| KUTIPAN DOKUMEN |
* * *

JAKARTA, KOMPAS — Alokasi penggunaan dana hasil pungutan ekspor kelapa sawit untuk insentif biodiesel dipatok 70 persen tahun ini. Persentase alokasi ini turun dibandingkan dengan tahun lalu yang mencapai 90 persen dari total dana pungutan.
Namun, realisasi penyalurannya ditargetkan 3 juta kiloliter-3,5 juta kiloliter, meningkat dari tahun lalu yang sebanyak 2,37 juta kiloliter.
Direktur Penyaluran Dana Badan Pengelola Dana Perkebunan Kelapa Sawit (BPDPKS) Edi Wibowo di Jakarta, Selasa (6/3), mengatakan, alokasi penggunaan dana itu berdasarkan persetujuan DPR dan kebijakan Komite Pengarah. Komite itu terdiri dari Menteri Koordinator Perekonomian, Menteri Perindustrian, Menteri Energi dan Sumber Daya Mineral (ESDM), Menteri Keuangan, serta Kepala Badan Perencanaan Pembangunan Nasional.
BPDPKS memperkirakan dapat memungut dana hingga Rp 13 triliun dari ekspor komoditas kelapa sawit dan turunannya tahun ini. Angka itu lebih tinggi dari target yang dipatok Rp 10,9 triliun. Optimisme itu antara lain berdasarkan realisasi tahun lalu yang mencapai Rp 14,2 triliun.
Insentif biodiesel diberikan kepada perusahaan produsen biodiesel. Menurut Edi, insentif masih diperlukan untuk menutup selisih antara harga biodiesel dengan harga bahan bakar jenis solar. Tanpa insentif, produsen sulit memproduksi biodiesel.
Hal ini akan berdampak pada kebijakan energi nasional yang menargetkan peningkatan porsi pemakaian energi baru terbarukan.

* * *

| ARAHAN |
(a) Sebutkan semua pejabat yang menjadi anggota Komite Pengarah menurut berita tentang dana pungutan ekspor kelapa sawit.
(b) Lanjutkan berita tentang dana pungutan ekspor kelapa sawit, dimulai sesudah kalimat terakhirnya.

| DATA TERSEDIA |
* * *

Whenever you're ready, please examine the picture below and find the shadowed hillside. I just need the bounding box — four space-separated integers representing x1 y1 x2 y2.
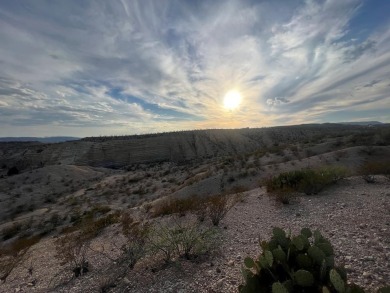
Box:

* * *

| JAWABAN |
(a) Menteri Koordinator Perekonomian, Menteri Perindustrian, Menteri Energi dan Sumber Daya Mineral (ESDM), Menteri Keuangan, dan Kepala Badan Perencanaan Pembangunan Nasional.

(b)
Sejak dimulai pada 2015, penyaluran biodiesel dengan skema insentif dana dari BPDPKS meningkat dari 0,43 juta kiloliter pada 2015, menjadi 2,77 juta kiloliter pada 2016, lalu 2,37 juta kiloliter pada 2017. Sebelumnya, subsidi menggunakan dana APBN yang pada 2014 mencapai 1,84 juta kiloliter.
Dengan skema itu, pemerintah dinilai menghemat Rp 21,4 triliun uang negara atau APBN. Sebab, insentif berasal dari perusahaan eksportir kelapa sawit dan produk turunannya. Skema insentif dari dana BPDPKS juga dianggap menghemat devisa Rp 14,8 triliun per tahun karena mengurangi volume impor hingga 3 juta kiloliter solar.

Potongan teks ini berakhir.